Sayyed Ibraheem Yaqoub Zakzaky, Islamic scholar and activist, is the leader of the Islamic Movement in Nigeria. He attended the famous School for Arabic Studies (SAS), Kano and the Ahmadu Bello University (ABU) Zaria, where he graduated with a first class degree in Economics in 1979.

Since then, he has been engaged in learning, teaching and Islamic activism. Due to his Islamic activism, he was jailed severally by all successive Nigerian regimes from Olusegun Obasanjo to that of late Sani Abacha/Abdulsalami Abubakar regime. The Islamic scholar’s total prison experiences spanned nine years in nine different prisons across the country - the most famous being Enugu (1981-1984), the Interrogation Centre of the National Security Organisation, Lagos (1984-1985), Kiri-Kiri Maximum Security (1985), Port Harcourt (1987-1989 and 1996 -1997) and Kaduna (1987 and 1997-1998). In this interview, Sayyed Zakzaky, who clocked 60 recently, spoke about his life, his activism, post elections violence, among other sundry matters. Excerpts:

You have just marked your 60th birthday. How has life been in the last 60 years?


I have to first say that I am 60 years-old according to the lunar calendar.  In the Islamic calendar, we use the lunar even though we have also the Islamic solar calendar. People hardly know about it but we know both calendars. So, according to the lunar calendar, I am now 60. But if it is the solar, I was actually born on May 5, 1953. That would mean that I am about 58 now. So, I am 60 according to the lunar calendar. Of course, most of the counting we do in Islam is lunar.

(Records)
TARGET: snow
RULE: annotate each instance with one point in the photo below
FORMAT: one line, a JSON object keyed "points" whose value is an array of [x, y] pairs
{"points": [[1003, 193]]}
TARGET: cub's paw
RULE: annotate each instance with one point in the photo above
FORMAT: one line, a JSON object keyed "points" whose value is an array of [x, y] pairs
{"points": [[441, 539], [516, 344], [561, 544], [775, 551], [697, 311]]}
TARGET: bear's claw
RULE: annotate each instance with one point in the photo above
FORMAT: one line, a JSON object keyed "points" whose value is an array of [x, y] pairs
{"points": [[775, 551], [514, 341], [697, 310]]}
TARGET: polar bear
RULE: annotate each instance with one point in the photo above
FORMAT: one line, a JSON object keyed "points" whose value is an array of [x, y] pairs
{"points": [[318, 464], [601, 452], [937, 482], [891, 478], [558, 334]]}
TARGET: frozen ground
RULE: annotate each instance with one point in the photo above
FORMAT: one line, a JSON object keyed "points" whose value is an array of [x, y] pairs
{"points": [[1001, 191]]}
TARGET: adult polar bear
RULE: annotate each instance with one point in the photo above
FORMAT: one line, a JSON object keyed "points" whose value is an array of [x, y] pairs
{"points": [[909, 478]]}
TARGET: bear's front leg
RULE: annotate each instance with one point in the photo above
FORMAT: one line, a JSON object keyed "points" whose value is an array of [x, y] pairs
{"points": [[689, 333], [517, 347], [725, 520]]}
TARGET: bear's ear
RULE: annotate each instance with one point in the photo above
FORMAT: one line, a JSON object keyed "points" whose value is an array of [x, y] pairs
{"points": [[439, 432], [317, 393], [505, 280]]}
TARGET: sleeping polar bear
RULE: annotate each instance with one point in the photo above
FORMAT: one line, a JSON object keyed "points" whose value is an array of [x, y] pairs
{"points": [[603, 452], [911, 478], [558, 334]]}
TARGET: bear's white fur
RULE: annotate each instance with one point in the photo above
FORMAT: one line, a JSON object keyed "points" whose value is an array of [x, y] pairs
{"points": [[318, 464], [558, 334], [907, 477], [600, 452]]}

What is asked:
[A] In the interview excerpt about Sayyed Zakzaky, transcribe everything from "I have to first" down to "Islam is lunar.".
[B] According to the interview excerpt about Sayyed Zakzaky, what is his birth date by the solar calendar?
[C] Resume the interview with Sayyed Zakzaky after its final sentence.

Results in order:
[A]
I have to first say that I am 60 years-old according to the lunar calendar.  In the Islamic calendar, we use the lunar even though we have also the Islamic solar calendar. People hardly know about it but we know both calendars. So, according to the lunar calendar, I am now 60. But if it is the solar, I was actually born on May 5, 1953. That would mean that I am about 58 now. So, I am 60 according to the lunar calendar. Of course, most of the counting we do in Islam is lunar.

[B] May 5, 1953.

[C]
My life from birth till the age of 16 was characterised by two things: attending Islamic school and helping my father in the farm.  But at the same time in 1969, this time I am using solar calendar, I came into contact with what you might called formal education. I was attending a provincial Arabic school, where the then Native Authority (NA) used to train Arabic teachers for its primary schools. From that school, I went to the School for Arabic Studies (SAS), Kano, from 1971 to 1975 and the Ahmadu Bello University, Zaria, from 1976 to 1979. All these were years of learning only, not like helping anybody in the farm.

Afterwards, from 1980 up to this time, it has been engagements in learning, teaching and da’awa. And some of the years were in incarceration. Some might say they are the years of struggle. This struggle contains learning, teaching and of course, calling others. Perhaps, it is calling others that the authorities do not want. If I may confine myself simply to learning and teaching, maybe there would be no problems.


Having graduated with a first class degree in Economics, it was expected that you would get a good job, fat salary, official car and beautiful office. But you didn’t do that. Instead you turned out to be an Islamic scholar. What informed this decision?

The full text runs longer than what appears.